### Document extract
============================================================

Multivariate Normal Distribution

In this lab, we will explore the multivariate normal distribution and samples thereof. First of all, we need install some tools for later use. Open MS-DOS window, change directory and make a new subdirectory called _Help as follows (I assume that you have already set up your h:\stat524\_Data directory in the previous lab)

cd h:\stat524\_Data
mkdir _Help

Open Netscape, and go to http://lib.stat.cmu.edu/S/ellipse, and save it to h:\stat524\ as a text file, you can call it ellipse.txt, which is an packed file. To unpack ellipse.txt, go to http://lib.stat.cmu.edu/DOS/S/SWin, find unshar.ext, click on it, and save it as h:\stat524\unshar.exe. Then, go back to MS-DOS widow, make sure that you are in h:\stat524\, and type

unshar ellipse.txt

The above procedure generates several files including the source code ellipse.s. Now, open Splus from standard software\statistical package. It again takes a couple of minutes to bring out Splus. In command window, enter

>attach("h:\\stat524\\_Data", pos=1)

============================================================

### Recorded data
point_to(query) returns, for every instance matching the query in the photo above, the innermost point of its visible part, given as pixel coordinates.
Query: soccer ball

============================================================

### Tasks and exercises
a) List every command that the multivariate normal lab text shows set apart on its own line.
b) Reproduce the part of the multivariate normal lab text that opens with the words "In this lab, we" and closes with "the previous lab)", swapping "subdirectory" for "folder".
c) According to the multivariate normal lab text, which file holding source code does the unpacking procedure generate?
Rely on the lab text alone for everything that follows.

### Answer set
a)
cd h:\stat524\_Data
mkdir _Help
unshar ellipse.txt
>attach("h:\\stat524\\_Data", pos=1)

b)
In this lab, we will explore the multivariate normal distribution and samples thereof. First of all, we need install some tools for later use. Open MS-DOS window, change directory and make a new folder called _Help as follows (I assume that you have already set up your h:\stat524\_Data directory in the previous lab)

c) ellipse.s